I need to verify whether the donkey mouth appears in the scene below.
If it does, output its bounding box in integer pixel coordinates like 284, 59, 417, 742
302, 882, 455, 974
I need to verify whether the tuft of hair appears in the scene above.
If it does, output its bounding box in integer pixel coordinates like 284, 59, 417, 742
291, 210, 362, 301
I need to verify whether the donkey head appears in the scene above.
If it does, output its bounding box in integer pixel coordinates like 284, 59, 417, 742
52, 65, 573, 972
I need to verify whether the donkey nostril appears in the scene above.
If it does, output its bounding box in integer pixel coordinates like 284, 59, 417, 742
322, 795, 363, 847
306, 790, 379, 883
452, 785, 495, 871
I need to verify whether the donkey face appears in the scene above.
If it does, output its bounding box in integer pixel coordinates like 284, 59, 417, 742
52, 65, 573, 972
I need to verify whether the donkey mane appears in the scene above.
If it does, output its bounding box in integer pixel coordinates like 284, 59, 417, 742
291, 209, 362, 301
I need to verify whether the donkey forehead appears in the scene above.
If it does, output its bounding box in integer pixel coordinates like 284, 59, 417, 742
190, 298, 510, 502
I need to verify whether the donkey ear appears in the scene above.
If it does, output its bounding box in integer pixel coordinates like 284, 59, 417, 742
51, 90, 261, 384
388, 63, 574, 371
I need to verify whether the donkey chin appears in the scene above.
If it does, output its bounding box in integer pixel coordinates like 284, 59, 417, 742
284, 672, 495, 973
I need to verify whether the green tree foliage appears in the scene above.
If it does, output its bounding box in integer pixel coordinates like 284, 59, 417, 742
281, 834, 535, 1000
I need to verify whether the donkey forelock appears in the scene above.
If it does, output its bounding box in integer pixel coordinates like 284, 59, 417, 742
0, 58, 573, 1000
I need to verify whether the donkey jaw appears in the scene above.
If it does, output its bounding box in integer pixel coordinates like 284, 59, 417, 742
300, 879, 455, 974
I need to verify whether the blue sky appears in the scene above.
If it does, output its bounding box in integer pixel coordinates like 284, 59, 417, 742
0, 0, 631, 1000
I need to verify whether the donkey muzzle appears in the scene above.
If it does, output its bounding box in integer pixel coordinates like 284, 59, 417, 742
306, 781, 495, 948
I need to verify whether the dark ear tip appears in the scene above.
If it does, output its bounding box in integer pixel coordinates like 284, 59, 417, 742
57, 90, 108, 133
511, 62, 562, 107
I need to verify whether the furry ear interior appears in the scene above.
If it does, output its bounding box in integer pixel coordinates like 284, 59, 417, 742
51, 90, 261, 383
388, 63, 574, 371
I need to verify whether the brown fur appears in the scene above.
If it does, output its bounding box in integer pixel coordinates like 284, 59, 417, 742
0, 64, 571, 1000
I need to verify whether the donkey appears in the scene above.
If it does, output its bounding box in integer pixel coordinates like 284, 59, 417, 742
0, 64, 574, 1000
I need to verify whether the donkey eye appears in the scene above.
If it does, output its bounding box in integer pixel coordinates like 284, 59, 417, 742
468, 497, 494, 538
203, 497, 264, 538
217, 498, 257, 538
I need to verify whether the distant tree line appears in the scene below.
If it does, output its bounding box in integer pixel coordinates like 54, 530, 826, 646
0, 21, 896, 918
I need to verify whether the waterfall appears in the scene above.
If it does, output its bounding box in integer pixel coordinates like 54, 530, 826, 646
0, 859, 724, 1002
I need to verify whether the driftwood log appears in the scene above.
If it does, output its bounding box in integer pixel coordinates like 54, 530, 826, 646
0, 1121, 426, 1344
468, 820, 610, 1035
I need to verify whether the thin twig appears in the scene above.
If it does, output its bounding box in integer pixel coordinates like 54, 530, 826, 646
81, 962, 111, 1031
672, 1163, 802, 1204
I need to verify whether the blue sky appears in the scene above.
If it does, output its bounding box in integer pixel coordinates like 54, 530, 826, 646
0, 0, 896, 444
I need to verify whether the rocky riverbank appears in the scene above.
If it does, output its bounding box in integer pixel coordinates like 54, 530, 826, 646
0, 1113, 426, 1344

++++

-- WRITTEN PROBLEM --
Rescale the lines of the listing between the line holding "I need to verify whether the furry" and the line holding "217, 498, 257, 538", inclusive, and give only those lines again, requests included. Multiply every bounding-box coordinate in the answers by 0.5 and round to whole numbers, with halves rounded up.

-- THE OUTPUT --
I need to verify whether the furry ear interior appears in the scene above.
If it does, output its bounding box in integer pixel coordinates like 284, 59, 417, 742
26, 45, 131, 192
194, 32, 287, 186
I need to verify whether the brown fur appears in the scene above.
If it does, output its bounding box in integer pixel coordinates like 284, 59, 417, 742
0, 32, 286, 500
I need to verify whether the donkey appears in the scene above.
If it does, output its bounding box in integer pixel coordinates like 284, 59, 417, 742
0, 32, 287, 500
I need to verify whether the donkey eye appears in the scene above.
If it does, output its bounding box in integer pixel coordinates like 284, 59, 417, 742
234, 249, 247, 269
102, 249, 132, 269
109, 249, 129, 269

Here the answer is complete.